SELECTED TEXT:

Back to meat and potatoes, here in the form of a stroll along the Rakoczi (or Rakoczy) Ut, a street named for a Hungarian family exceptionally wealthy until one of them took part in an anti-Habsburg uprising. The street connects the Elizabeth bridge to the main railway station, 1.5 miles to the east.

Chock-a-block.

Seen individually, the buildings are more varied than you might expect.

Some buildings are a handy reminder of how the city must have looked in its grimmer Soviet days.

Others have been fixed up.

The Romans called the region Lower Pannonia. Starting in the first century, the Prima Adjutrix legion was stationed here, in the place the Romans called Aquincum. Eventually the Germans moved in and stayed until the arrival of the Mongols in 1241. Fast forward past that chaos and the later Ottoman interval and lo! Baedeker in 1911 recommends the Pannonia Hotel. It's no longer in business.

Here's something else that's unusual along the same street. It's part of the Rokus Hospital, begun in the 1710s as a plague hospital.

The Ervin Metropolitan Library, 1904, was named for its first director, Ervin Szabo. What! Not for a donor!

Here we are, last stop before the bridge. Opened in 1900, the bridge made this prime property, which is why Klotild Maria Amalia, a grand duchess, bought the land in 1899 and asked two architects, Korb Floris and Giergl Kalman, to build a pair of palaces. They complied, thoughtfully naming the place the Klotild Palace and putting ducal crowns up top. The buildings in 2011 were under renovation by an Italian firm transforming them into a combination of retail spaces, offices, and residences.

A more unusual building is next door. It's the Parisian Arcade (Parisi Udvar), completed in 1913 and the work of Henrik Schmahl, a stonemason.

Originally it was the home of the Inner City Savings Bank. It survived World War II but in 1948 was nationalized. Now it's being transformed by the Platinium (sic) Group into a hotel combined with apartments.

The architects at work here today refer to the building as in "Venetian Gothic with Islamic elements."

Tympanum over one of the entrances.

We'd all like a better picture, but this is what the cook made for lunch.

Please, sir, I'd like some more.

Here's another exotic riverside building, this time downstream at the east end of the Liberty Bridge. It's the Great Market Hall, the result of a competition won by Samu Petz. The building opened in 1896, with plenty of Zsolnay tiling.

INFORMATION SHOWN:
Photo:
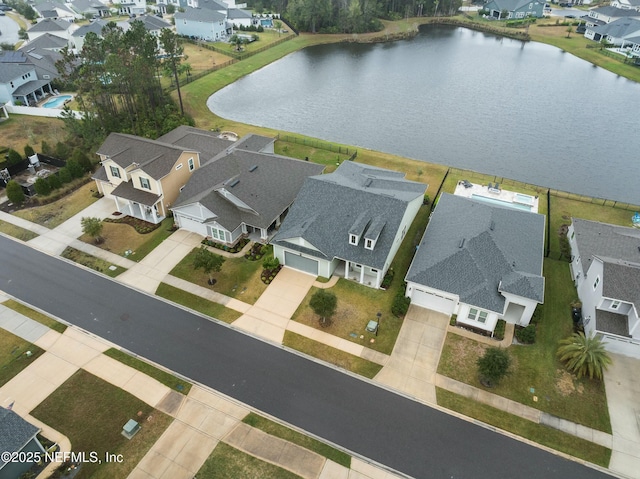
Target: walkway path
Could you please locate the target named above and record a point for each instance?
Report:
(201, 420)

---

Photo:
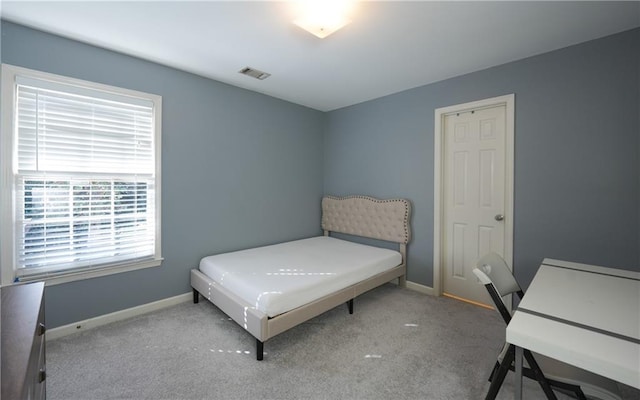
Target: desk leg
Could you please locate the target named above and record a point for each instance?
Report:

USING THE INFORMATION:
1. In the Rakoczi Ut text, why did Klotild Maria Amalia buy the land near the bridge in 1899? Answer in one to three sentences.
2. Reproduce the Rakoczi Ut text word for word from "Some buildings are" up to and including "longer in business.".
3. Carry the Rakoczi Ut text forward from its final sentence.

ANSWERS TO THIS EXERCISE:
1. The bridge, opened in 1900, made the land prime property, and the text gives that as the reason the grand duchess bought it in 1899.

2.
Some buildings are a handy reminder of how the city must have looked in its grimmer Soviet days.

Others have been fixed up.

The Romans called the region Lower Pannonia. Starting in the first century, the Prima Adjutrix legion was stationed here, in the place the Romans called Aquincum. Eventually the Germans moved in and stayed until the arrival of the Mongols in 1241. Fast forward past that chaos and the later Ottoman interval and lo! Baedeker in 1911 recommends the Pannonia Hotel. It's no longer in business.

3.
The interior: three floors of it. Goods were originally delivered by a canal that ran along the central axis of the building's ground floor.

Like the Museum of Applied Arts, the Liberty Bridge was opened in 1896 to the thousandth anniversary of the arrival of the Magyars. Originally the bridge was called the Franz Joseph Bridge, and it was he who opened it. The name's changed now, of course, but those birds are still up top. You didn't notice them, or think they were significant? Wrong. They're Turul Birds, embedded in Magyar mythology as bearers of divine messages. They alight in the Tree of Life and are accompanied by smaller birds bearing the souls of children to come.

Speaking of souls, we should venture out to the famous cemetery near the main railway station. There are many elaborate tombs here, such as this one for Gyorgy Rath, whose Oriental art collection is now on display in the Budapest museum of his name.

Rath Gyorgy/ He lived for truth and beauty/ Faith dwelled in his heart/ He had a strength of will/ He acted and shared/ He hoped for a better future/ He left everything to the nation.

Here, representing the right brain, is the tombstone of Pal Vasarhelyi, an engineer who made the Danube navigable from here to the Black Sea.

And here is the painter Bela Pallic. The ram is no accident. Pallic was most appreciated for his pictures of farm animals.

Vagi Imre Szazados 1896-1923. Occupation unknown.

Unknown.

And again, despite the musical notation.

A cemetery contains a section of graves placed during the Soviet period. Peaceful, calm, graceful? Those aren't the adjectives I'd pick.